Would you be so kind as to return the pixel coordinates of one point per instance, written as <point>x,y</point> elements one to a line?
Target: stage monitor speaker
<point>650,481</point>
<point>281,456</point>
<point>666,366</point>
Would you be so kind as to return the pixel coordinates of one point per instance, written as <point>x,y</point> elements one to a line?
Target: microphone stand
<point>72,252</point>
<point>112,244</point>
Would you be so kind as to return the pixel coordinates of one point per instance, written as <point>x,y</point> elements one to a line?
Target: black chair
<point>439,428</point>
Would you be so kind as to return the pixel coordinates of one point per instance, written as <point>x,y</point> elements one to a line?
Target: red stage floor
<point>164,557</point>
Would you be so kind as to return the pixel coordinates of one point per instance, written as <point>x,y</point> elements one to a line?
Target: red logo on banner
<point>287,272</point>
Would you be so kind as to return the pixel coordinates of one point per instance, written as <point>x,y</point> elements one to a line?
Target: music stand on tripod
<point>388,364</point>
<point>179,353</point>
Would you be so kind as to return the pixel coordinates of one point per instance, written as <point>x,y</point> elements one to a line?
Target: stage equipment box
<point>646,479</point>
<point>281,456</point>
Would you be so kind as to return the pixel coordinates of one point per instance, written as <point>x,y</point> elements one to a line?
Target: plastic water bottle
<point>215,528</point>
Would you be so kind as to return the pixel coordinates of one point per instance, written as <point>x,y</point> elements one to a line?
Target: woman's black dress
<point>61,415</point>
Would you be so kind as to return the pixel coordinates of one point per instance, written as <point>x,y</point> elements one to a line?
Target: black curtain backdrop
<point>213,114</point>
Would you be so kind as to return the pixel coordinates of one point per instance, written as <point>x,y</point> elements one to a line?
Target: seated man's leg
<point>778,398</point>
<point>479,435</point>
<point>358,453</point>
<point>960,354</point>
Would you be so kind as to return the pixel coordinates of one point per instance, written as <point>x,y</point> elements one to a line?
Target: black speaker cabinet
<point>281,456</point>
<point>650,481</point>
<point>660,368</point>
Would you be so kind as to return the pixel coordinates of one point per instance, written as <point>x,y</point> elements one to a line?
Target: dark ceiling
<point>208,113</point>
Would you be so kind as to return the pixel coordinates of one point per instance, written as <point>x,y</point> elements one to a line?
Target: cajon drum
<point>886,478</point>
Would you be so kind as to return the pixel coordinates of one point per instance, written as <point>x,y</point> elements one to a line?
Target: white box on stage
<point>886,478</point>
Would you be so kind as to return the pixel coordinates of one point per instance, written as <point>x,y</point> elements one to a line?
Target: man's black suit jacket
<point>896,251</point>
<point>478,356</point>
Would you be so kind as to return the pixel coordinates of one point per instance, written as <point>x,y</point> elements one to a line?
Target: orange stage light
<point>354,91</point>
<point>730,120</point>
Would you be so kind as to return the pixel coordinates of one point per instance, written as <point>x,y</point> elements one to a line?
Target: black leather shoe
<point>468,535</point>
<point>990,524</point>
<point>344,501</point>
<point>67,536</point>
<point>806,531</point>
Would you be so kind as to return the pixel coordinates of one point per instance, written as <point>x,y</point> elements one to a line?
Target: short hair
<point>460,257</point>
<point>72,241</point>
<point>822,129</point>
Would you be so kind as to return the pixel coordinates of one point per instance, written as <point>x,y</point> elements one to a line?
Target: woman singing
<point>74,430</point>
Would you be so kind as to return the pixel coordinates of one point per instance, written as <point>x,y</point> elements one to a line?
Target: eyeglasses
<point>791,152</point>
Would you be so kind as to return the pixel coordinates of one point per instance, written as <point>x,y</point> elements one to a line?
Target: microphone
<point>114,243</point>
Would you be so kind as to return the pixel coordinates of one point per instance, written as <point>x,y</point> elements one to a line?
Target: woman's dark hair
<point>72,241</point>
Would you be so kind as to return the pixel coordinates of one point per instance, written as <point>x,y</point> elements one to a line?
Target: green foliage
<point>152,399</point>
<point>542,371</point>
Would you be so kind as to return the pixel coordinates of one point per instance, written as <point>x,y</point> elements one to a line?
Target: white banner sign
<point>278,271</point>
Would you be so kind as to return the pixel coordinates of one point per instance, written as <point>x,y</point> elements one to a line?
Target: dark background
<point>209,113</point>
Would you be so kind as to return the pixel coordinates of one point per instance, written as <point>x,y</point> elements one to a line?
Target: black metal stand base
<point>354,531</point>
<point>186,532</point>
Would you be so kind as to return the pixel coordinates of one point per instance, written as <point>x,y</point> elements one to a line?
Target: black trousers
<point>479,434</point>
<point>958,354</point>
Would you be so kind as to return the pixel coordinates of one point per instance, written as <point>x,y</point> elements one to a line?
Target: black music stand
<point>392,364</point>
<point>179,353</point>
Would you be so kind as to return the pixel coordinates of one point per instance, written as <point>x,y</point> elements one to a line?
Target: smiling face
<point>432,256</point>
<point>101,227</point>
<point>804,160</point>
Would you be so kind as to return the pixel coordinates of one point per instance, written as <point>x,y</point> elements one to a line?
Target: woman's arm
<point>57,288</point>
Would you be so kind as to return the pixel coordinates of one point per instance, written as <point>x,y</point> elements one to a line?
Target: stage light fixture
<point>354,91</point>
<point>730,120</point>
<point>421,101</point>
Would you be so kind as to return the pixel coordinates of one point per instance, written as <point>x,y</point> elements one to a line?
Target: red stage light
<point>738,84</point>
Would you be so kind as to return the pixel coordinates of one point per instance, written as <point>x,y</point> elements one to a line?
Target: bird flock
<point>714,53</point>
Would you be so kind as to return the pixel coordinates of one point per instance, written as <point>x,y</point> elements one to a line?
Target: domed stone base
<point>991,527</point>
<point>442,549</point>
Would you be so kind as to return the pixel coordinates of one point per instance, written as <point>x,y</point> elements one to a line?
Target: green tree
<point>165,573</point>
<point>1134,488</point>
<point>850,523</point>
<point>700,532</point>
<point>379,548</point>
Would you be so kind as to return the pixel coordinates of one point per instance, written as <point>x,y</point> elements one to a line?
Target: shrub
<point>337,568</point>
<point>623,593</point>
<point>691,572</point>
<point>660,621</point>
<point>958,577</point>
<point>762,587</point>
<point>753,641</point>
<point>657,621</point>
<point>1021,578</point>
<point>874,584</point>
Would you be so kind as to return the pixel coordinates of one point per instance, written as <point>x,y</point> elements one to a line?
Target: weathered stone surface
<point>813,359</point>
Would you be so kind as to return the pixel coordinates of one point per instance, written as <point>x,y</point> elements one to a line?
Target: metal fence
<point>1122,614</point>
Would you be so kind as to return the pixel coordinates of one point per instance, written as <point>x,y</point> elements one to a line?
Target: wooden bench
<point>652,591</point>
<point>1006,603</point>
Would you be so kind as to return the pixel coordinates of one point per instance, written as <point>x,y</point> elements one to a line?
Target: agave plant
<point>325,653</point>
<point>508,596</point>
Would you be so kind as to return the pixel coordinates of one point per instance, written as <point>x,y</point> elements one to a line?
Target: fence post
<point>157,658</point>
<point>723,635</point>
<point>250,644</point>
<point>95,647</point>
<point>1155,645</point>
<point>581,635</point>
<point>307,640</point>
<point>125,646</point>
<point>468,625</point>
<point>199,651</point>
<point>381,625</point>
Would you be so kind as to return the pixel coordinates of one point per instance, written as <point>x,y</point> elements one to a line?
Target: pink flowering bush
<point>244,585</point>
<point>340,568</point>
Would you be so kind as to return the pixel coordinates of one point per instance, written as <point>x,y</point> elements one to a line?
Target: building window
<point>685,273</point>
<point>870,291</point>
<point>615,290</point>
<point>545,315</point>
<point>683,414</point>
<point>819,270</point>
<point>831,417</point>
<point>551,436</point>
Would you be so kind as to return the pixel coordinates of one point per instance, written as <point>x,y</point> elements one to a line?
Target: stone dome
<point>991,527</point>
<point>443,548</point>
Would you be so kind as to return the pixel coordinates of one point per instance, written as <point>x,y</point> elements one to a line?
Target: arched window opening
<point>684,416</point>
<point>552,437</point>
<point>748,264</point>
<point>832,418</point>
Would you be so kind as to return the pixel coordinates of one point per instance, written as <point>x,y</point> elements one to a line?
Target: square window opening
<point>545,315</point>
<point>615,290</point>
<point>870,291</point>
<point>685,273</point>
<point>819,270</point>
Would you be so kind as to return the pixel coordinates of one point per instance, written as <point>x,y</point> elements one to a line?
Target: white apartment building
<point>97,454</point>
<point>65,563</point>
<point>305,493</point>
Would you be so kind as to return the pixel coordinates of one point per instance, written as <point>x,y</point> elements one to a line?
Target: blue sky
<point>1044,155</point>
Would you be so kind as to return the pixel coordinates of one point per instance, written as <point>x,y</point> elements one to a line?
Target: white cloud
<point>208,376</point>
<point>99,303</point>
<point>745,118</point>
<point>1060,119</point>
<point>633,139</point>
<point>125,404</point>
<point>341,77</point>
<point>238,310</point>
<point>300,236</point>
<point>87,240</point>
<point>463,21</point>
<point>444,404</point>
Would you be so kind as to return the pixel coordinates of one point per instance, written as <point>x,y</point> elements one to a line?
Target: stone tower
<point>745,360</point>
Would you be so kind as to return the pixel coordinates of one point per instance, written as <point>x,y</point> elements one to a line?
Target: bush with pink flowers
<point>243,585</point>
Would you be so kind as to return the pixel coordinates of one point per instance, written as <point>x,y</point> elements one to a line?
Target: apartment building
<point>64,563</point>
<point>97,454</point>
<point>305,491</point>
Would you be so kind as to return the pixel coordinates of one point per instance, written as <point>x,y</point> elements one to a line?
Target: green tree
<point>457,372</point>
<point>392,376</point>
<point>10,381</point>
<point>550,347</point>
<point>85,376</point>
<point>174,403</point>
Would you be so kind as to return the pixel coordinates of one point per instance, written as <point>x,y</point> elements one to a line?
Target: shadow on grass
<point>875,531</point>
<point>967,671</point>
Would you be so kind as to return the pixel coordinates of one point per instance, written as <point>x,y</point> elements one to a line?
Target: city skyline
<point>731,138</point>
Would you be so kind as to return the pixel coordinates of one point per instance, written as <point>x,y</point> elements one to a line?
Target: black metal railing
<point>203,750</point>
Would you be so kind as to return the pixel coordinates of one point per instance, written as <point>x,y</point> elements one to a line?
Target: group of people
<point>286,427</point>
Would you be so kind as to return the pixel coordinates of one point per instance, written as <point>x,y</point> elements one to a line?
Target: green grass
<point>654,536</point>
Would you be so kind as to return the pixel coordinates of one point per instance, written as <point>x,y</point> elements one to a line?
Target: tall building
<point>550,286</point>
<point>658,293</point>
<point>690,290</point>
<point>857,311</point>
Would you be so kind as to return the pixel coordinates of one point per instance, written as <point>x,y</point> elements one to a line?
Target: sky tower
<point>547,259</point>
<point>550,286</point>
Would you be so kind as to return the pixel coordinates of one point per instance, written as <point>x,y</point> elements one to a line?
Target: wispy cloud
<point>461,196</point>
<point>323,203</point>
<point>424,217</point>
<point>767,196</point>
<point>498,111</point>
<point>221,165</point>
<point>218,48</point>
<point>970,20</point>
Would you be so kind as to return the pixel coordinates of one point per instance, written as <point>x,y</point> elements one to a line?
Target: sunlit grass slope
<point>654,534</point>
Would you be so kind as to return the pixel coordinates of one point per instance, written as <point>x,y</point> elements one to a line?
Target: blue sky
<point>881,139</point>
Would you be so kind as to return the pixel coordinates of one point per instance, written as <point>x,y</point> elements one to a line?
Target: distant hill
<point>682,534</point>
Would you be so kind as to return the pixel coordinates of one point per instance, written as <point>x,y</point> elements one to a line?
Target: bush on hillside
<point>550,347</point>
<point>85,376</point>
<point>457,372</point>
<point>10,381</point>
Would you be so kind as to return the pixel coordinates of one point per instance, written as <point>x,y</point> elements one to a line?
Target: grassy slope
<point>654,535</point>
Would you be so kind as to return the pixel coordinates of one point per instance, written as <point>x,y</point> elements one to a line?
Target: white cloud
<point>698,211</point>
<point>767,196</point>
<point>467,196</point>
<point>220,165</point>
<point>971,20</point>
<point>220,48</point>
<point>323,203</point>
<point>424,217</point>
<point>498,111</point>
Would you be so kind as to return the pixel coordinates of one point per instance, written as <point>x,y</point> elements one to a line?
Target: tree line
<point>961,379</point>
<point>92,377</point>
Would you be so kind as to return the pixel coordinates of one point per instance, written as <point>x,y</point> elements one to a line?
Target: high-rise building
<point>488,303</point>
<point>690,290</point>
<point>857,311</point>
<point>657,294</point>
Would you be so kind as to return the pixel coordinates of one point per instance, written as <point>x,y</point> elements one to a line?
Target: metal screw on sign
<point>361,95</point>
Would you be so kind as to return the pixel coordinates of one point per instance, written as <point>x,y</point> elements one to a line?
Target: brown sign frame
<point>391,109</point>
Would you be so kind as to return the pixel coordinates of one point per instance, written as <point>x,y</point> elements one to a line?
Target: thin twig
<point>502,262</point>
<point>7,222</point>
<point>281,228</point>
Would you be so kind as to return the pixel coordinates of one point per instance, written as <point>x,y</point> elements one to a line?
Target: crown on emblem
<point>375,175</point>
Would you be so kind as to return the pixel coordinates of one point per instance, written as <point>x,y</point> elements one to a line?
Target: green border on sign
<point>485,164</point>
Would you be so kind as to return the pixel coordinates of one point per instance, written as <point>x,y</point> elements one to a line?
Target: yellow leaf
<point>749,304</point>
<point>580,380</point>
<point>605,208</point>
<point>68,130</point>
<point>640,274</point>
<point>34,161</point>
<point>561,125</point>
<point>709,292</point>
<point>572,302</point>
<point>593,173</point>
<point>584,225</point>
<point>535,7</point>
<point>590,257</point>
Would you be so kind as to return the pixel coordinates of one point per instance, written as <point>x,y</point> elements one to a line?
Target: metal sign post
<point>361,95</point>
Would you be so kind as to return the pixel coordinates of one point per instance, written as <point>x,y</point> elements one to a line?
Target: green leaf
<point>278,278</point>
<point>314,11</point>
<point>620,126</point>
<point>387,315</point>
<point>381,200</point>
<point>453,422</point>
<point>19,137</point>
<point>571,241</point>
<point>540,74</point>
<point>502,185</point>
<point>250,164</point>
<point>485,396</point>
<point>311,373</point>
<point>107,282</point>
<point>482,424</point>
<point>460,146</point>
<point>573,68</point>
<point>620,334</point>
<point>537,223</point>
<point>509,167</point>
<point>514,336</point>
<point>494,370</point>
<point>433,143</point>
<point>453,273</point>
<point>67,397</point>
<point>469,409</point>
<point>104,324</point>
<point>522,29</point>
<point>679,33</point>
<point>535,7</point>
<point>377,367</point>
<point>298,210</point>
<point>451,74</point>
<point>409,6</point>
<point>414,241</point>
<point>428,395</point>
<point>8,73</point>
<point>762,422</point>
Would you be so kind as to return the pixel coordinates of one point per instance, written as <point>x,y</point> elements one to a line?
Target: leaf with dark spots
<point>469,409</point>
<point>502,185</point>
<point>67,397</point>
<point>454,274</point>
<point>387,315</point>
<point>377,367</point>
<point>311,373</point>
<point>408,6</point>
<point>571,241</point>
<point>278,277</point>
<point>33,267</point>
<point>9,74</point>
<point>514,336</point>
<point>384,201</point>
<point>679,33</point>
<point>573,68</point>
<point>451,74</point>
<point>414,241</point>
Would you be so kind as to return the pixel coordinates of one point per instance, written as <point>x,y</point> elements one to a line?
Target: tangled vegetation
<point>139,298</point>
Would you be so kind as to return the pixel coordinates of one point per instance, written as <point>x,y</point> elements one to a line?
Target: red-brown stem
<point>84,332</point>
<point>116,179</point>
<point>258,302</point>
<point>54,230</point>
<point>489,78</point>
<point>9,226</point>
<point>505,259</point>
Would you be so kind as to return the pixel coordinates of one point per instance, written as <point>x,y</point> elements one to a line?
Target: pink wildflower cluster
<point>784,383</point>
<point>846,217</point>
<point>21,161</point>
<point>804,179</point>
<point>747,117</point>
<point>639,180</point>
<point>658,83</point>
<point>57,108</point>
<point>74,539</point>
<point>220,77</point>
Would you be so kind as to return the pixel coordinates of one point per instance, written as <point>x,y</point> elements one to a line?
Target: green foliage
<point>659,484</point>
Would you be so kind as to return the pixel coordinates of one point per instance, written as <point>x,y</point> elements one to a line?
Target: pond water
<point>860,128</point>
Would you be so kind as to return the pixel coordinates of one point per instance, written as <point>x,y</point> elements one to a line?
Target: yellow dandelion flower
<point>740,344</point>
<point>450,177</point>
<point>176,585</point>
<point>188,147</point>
##############################
▸ What you are asked to do: Pick out each line of the data that contains the word "pink" and reproduce those lines.

▸ Written answer:
Target: pink flowering bush
Target: bush with pink flowers
Target: pink wildflower cluster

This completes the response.